» **AIM OF THE EXERCISE**:
From the line containing "Expected: one pin per instance of the tree branch, each" down to the final line of the entries below, quote every line verbatim. Exclude pictures.

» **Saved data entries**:
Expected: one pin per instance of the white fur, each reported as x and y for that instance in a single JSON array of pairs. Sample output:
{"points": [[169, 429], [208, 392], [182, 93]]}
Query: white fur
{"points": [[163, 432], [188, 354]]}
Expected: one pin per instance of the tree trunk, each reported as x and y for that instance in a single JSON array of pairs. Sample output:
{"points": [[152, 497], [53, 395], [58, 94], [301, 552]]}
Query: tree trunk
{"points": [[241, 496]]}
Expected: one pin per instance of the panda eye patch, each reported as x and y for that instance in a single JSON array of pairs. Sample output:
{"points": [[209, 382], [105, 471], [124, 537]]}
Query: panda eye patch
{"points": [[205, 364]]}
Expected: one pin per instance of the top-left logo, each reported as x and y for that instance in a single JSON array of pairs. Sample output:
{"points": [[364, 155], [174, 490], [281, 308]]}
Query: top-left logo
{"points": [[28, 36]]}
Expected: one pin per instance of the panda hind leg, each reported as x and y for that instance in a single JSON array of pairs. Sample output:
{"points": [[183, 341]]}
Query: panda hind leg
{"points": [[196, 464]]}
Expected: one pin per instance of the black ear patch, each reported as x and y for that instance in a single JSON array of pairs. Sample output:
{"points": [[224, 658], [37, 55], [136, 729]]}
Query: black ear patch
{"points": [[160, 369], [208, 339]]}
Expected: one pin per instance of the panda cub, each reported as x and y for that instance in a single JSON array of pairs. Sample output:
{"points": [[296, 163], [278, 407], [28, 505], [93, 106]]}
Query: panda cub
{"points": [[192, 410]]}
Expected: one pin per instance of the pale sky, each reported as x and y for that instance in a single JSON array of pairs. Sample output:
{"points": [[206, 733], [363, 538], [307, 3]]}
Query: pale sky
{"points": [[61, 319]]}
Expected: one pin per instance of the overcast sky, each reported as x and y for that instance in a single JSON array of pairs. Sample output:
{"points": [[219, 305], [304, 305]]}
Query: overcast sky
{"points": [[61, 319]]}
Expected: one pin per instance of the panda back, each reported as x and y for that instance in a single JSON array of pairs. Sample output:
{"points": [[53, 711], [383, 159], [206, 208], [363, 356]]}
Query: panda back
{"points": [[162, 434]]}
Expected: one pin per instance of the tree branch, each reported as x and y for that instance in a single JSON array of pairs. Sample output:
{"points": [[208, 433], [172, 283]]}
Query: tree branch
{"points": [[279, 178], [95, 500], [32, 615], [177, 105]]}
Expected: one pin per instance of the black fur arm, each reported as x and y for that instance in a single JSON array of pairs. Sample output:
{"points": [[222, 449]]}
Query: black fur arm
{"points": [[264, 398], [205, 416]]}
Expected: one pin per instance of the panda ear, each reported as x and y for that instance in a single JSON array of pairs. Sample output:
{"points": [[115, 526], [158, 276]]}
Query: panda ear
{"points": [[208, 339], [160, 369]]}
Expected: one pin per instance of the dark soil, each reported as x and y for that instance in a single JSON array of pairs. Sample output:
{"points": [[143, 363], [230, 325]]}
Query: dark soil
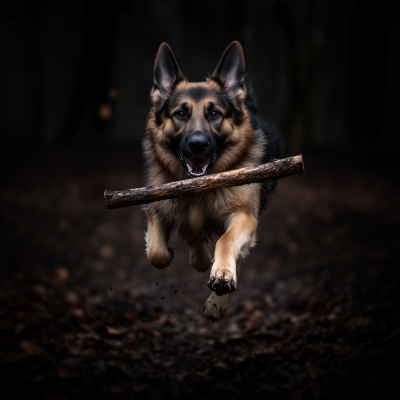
{"points": [[84, 315]]}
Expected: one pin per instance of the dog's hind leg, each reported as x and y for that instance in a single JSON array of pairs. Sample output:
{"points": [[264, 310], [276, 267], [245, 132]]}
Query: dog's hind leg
{"points": [[157, 236], [200, 256]]}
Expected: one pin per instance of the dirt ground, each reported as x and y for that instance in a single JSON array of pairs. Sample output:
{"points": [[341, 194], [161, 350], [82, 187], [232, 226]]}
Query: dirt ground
{"points": [[83, 313]]}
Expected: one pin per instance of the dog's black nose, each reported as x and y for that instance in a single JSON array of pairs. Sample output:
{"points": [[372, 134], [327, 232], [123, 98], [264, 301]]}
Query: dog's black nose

» **RESPONSE FOR THIS EXERCISE**:
Expected: one pin per instance of the tree branch, each reported as x and y for that instance in a single JSON array of pairs. Sample output:
{"points": [[208, 433], [172, 283]]}
Query: tree branch
{"points": [[279, 178], [95, 500], [32, 615], [177, 105]]}
Expected: one pin per instance of the black fur arm, each reported as x and y for that instance in a single JSON array of pairs. Sample output:
{"points": [[222, 449]]}
Query: black fur arm
{"points": [[264, 398], [205, 416]]}
Expected: one pin per instance of the panda ear, each reported as x and y for that instance in a single JSON array of pairs. Sample output:
{"points": [[115, 526], [158, 276]]}
Query: panda ear
{"points": [[208, 339], [160, 369]]}
Expected: one pin per instance of the dark soil, each reported as x and y for that instance in a single JSON array of pairs. Sample output:
{"points": [[143, 363], [230, 325]]}
Query: dark soil
{"points": [[84, 315]]}
Expected: one pin per instance of the dog's hind leg, each reported as x and y for that instance in a single JSON array of pairs. Sample output:
{"points": [[264, 310], [276, 267], [245, 132]]}
Query: dog's hind leg
{"points": [[157, 236], [200, 256]]}
Expected: one pin per instance of the dirt ground, each reported as x and y for that instance in a single JSON array of pairs. Sample output:
{"points": [[341, 194], [161, 350], [82, 187], [232, 226]]}
Query: dirt ground
{"points": [[83, 313]]}
Expected: one pin per instance of the dog's black nose, each reported as x and y for that instance in a single JSON array of pairs. Sample output:
{"points": [[372, 134], [327, 232], [123, 98], [264, 301]]}
Query: dog's black nose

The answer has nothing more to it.